[Start Text extract]
# Ski Boot Backpack



## Greg (Dec 7, 2006)

I keep saying I need to get something like this each season. I really want to find a decent sized ski boot backpack that can easily hold my boots, helmet, ski pants, parka and all accessories (gloves, googles, etc...). Any suggestions?


----------



## JimG. (Dec 7, 2006)

I just invested in a new boot backpack last week...my old one was shot.

I bought a Transpack...holds my boots in individual outside pockets and it leaves a large central space for the other items you mention.

Check out their website:

www.transpack.net

I bought the XT1.


----------



## Rushski (Dec 7, 2006)

I'm curious JimG, is the transpack big enough to hold pants, parka, helmet, etc... like Greg asked?  I have been looking at the Transpack and was wondering how much that middle compartment holds.


----------



## JimG. (Dec 7, 2006)

Rushski said:


> I'm curious JimG, is the transpack big enough to hold pants, parka, helmet, etc... like Greg asked?  I have been looking at the Transpack and was wondering how much that middle compartment holds.



Well, I think I'm going to have to leave the helmet out of the central storage space when I want to stuff pants and parkas in there. I was able to stuff everything in there, but the pack was so tighly packed I worried it might burst.

Not to mention my parka and pants would look like crumpled up pieces of paper.

You might want to look at the specs of the TRV which is a travel pack as in airline travel...I think it has a larger capacity.


----------



## RootDKJ (Dec 7, 2006)

I have the XT1...best purchase I've made in a while.


----------



## Ski Diva (Dec 7, 2006)

I have to add my own thumbs up to the Transpack. One of the best purchases I ever made. It really makes getting to the slopes a LOT easier. I use it for my boots, helmet, and everything I need for the day. I don't put my parka or ski pants in it, though. I wear those over.


----------



## Rushski (Dec 7, 2006)

Definitely like the idea of having the boots in their own compartments seperate from the main compartment.

Did see one that had the boots on the outside, but not inside.  Seemed to have more internal space than the trapeziod shaped bags, but the boots are truly on the outside held on by straps.  That style doesn't seem to protect or keep the boots as warm.
http://www.snowshack.com/roraboba.html

So space for other gear or better protection for boots?


----------



## Warp Daddy (Dec 7, 2006)

I use the same system as Ski Diva . .In addition to the Transpack , i also have a High Sieera System that holds ALL you mention Greg. We use tat puppy for overnighters --its really versatile 
It has individual boot bags which zip off and can form a separate larger boot bag which is handy . In addition it has a HUMONGOUS main section to carry everything else  and has a glove section outside the main compartment.


----------



## Greg (Dec 7, 2006)

Rushski said:


> Definitely like the idea of having the boots in their own compartments seperate from the main compartment.
> 
> Did see one that had the boots on the outside, but not inside.  Seemed to have more internal space than the trapeziod shaped bags, but the boots are truly on the outside held on by straps.  That style doesn't seem to protect or keep the boots as warm.
> http://www.snowshack.com/roraboba.html
> ...
[End Text extract]
▶ [Problem to work on]
Please copy everything in the ski boot backpack thread from "Well, I think" down to "in a while.", word for word.
[Start Record list]
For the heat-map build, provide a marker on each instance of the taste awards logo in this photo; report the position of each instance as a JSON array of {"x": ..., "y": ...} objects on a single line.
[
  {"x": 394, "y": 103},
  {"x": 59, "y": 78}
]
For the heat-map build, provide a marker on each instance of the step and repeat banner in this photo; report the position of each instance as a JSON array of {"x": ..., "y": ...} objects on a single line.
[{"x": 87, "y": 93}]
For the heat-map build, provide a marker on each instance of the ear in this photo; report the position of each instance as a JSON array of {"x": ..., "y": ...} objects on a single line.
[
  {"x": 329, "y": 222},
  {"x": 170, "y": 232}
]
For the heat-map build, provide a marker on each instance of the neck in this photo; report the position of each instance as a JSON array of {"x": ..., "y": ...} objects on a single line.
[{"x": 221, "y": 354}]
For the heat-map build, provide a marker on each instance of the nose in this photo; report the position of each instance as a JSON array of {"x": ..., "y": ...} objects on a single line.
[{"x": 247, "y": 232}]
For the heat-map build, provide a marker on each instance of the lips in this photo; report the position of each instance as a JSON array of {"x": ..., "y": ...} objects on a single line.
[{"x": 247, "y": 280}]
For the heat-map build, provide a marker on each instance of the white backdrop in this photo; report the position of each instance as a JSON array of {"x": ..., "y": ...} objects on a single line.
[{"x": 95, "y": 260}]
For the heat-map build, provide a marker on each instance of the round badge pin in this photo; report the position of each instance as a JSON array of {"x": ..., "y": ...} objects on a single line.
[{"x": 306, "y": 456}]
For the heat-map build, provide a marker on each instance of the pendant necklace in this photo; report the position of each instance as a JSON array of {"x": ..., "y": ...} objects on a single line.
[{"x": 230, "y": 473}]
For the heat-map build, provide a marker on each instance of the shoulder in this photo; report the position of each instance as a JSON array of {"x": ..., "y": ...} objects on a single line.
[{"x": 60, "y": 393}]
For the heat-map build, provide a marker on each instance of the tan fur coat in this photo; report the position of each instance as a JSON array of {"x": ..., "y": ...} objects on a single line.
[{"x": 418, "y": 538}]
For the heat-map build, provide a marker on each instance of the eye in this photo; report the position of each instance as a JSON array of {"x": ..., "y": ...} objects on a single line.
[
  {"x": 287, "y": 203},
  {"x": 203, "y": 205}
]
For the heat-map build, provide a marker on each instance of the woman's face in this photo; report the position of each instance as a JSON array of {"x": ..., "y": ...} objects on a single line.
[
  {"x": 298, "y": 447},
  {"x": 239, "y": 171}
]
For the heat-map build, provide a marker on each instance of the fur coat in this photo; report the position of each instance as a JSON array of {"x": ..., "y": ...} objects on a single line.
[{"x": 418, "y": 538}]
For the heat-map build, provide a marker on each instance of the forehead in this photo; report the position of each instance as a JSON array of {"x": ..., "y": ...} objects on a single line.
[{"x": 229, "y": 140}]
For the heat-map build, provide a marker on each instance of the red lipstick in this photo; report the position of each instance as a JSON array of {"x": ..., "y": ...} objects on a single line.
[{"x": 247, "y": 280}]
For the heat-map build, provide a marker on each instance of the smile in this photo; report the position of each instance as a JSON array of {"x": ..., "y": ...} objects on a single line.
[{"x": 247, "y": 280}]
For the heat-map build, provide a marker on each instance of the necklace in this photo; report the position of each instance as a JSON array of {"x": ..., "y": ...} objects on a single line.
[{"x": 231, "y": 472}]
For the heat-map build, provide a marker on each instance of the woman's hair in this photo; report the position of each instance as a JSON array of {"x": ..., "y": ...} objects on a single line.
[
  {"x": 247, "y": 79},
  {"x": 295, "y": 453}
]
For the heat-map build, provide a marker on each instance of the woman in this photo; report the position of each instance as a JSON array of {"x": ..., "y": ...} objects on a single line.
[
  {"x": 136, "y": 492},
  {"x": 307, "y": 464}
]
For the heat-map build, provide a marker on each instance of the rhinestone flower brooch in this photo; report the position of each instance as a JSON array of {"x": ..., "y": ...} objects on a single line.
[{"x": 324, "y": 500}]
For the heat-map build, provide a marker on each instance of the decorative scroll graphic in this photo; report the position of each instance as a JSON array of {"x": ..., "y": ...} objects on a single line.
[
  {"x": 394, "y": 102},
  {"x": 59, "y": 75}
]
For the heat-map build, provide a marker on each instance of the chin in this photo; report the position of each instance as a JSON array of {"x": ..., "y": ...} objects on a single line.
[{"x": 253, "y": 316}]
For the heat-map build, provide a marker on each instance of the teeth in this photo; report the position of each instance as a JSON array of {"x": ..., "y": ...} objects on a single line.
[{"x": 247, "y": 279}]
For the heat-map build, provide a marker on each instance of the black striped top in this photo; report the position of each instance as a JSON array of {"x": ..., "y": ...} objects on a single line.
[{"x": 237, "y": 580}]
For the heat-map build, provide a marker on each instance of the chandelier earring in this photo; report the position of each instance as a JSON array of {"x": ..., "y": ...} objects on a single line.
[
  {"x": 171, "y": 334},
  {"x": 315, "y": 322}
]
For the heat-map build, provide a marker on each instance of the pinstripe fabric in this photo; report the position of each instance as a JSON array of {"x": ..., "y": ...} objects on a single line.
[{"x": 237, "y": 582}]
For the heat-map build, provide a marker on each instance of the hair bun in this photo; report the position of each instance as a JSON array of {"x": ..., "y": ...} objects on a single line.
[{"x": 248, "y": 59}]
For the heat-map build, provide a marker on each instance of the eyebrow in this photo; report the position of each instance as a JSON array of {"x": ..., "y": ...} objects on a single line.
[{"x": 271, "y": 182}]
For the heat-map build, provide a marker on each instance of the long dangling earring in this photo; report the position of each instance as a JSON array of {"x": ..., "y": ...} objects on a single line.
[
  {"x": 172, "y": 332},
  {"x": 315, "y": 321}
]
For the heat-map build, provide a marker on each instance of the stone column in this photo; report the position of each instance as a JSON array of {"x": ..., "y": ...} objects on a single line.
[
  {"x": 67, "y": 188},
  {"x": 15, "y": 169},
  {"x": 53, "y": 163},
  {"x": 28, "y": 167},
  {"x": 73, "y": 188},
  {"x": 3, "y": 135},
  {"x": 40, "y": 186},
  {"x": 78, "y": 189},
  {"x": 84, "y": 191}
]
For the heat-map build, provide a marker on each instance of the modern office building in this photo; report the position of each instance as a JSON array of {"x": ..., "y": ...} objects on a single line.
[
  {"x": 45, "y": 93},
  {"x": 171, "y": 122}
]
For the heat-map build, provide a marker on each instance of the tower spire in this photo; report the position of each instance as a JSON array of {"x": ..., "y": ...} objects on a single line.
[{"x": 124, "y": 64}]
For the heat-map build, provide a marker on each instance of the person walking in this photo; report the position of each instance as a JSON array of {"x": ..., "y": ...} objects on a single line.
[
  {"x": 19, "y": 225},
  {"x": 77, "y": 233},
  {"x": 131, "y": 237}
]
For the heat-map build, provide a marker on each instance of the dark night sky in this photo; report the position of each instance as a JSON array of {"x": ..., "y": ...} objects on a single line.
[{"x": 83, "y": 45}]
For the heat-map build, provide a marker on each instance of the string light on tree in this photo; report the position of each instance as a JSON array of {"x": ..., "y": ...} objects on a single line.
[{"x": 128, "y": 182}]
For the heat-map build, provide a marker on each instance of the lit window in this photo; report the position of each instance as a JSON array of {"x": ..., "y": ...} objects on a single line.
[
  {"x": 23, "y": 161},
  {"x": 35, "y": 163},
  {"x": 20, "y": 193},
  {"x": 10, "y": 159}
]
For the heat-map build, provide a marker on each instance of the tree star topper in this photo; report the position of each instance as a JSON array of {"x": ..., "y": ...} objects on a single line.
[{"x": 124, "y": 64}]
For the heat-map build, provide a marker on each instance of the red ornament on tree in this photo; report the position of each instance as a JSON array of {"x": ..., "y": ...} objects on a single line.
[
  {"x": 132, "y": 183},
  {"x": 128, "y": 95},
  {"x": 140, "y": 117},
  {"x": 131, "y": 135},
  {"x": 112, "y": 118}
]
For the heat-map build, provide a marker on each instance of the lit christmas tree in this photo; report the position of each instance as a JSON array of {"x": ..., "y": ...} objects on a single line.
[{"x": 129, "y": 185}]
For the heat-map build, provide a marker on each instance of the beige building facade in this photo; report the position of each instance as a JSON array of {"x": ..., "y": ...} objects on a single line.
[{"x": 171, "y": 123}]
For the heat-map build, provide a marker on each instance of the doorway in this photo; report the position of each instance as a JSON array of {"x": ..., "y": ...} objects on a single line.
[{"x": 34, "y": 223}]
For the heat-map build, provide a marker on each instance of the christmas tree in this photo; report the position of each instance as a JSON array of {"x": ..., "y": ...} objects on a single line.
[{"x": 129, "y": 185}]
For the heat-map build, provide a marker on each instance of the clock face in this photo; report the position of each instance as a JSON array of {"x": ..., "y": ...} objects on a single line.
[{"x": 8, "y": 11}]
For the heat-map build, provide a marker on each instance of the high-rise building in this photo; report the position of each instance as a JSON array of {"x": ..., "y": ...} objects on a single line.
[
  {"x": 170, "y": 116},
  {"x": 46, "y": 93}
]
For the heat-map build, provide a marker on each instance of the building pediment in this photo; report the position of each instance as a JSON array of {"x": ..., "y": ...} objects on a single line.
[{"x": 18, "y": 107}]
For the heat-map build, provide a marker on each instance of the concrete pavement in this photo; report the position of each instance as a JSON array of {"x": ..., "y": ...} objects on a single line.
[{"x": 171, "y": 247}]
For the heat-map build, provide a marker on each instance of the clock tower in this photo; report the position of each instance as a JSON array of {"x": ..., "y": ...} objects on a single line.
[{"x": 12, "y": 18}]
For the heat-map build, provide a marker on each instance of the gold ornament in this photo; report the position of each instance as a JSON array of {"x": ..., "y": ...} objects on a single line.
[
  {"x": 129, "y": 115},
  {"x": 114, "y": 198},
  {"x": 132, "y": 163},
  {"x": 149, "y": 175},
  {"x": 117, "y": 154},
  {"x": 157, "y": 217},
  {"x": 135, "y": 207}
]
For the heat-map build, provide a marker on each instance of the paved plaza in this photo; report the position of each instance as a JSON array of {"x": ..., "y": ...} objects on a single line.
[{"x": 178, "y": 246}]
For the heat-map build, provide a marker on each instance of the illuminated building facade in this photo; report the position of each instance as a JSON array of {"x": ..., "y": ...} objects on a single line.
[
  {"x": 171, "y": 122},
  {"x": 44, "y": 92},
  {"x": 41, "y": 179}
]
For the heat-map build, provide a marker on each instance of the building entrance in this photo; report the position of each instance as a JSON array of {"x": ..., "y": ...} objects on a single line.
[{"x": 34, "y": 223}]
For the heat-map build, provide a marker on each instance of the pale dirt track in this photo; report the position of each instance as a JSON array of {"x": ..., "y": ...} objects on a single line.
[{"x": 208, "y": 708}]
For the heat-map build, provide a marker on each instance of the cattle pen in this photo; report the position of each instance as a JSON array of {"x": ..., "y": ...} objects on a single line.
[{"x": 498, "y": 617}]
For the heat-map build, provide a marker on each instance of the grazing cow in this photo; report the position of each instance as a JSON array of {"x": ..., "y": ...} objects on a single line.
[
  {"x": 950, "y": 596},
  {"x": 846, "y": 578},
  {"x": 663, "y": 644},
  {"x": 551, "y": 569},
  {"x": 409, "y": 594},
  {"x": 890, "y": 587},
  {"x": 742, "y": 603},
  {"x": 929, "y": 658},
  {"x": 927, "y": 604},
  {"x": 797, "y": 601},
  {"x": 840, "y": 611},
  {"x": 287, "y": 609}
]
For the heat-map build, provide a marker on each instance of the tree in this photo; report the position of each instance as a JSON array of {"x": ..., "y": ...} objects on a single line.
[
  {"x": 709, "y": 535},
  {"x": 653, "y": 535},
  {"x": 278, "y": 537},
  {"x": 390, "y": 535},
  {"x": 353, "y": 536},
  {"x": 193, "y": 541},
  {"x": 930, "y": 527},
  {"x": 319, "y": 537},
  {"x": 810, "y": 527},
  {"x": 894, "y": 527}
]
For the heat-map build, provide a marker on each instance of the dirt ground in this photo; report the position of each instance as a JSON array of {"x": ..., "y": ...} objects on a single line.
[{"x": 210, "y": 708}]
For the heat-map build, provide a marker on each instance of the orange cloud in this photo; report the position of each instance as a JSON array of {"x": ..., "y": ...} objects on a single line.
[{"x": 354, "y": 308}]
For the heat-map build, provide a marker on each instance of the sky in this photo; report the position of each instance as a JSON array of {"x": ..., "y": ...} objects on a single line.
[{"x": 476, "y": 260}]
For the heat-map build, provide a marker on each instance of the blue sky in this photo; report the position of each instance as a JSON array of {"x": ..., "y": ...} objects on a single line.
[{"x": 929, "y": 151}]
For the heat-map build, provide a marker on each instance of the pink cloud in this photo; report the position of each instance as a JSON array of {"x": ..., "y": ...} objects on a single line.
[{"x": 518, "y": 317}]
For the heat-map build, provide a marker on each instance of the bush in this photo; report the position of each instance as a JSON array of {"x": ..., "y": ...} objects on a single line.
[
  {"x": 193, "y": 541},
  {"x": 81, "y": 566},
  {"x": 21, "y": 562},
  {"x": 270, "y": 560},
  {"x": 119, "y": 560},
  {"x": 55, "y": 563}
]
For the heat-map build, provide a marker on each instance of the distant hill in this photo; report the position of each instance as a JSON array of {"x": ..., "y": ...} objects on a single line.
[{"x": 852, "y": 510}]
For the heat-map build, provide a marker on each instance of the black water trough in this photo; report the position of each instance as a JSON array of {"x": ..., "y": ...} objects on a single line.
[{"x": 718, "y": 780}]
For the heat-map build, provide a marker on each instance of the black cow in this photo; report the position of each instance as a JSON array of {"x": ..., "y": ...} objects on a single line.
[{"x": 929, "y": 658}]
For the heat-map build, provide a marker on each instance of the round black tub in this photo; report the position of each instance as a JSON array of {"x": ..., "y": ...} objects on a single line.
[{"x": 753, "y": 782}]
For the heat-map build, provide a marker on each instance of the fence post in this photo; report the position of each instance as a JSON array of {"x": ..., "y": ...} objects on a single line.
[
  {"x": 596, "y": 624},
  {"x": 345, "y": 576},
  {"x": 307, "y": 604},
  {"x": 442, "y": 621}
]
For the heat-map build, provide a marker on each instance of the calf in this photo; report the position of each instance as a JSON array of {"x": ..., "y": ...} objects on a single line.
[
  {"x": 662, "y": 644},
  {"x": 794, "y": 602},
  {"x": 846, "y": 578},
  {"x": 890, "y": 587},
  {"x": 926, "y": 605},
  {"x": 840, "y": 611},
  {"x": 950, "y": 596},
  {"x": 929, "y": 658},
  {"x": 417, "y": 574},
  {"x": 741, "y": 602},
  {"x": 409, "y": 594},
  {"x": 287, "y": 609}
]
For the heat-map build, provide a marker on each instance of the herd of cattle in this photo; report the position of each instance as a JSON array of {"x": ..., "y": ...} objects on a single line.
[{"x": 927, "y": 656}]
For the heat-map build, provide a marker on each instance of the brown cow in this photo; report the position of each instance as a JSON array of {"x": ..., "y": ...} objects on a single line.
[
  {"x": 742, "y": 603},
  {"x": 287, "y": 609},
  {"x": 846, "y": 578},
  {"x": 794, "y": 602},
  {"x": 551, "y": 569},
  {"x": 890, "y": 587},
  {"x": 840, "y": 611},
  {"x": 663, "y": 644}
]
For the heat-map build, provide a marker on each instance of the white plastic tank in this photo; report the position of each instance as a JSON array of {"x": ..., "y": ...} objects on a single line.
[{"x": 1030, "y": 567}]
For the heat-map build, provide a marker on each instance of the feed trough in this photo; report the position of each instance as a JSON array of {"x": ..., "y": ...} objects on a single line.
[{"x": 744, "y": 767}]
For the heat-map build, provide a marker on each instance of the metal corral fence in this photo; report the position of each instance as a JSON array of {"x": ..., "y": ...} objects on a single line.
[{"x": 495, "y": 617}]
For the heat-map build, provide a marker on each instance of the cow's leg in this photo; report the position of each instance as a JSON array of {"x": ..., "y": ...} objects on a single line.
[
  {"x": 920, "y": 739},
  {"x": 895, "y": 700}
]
[End Record list]
▶ [Answer to the problem]
Well, I think I'm going to have to leave the helmet out of the central storage space when I want to stuff pants and parkas in there. I was able to stuff everything in there, but the pack was so tighly packed I worried it might burst.

Not to mention my parka and pants would look like crumpled up pieces of paper.

You might want to look at the specs of the TRV which is a travel pack as in airline travel...I think it has a larger capacity.


----------



## RootDKJ (Dec 7, 2006)

I have the XT1...best purchase I've made in a while.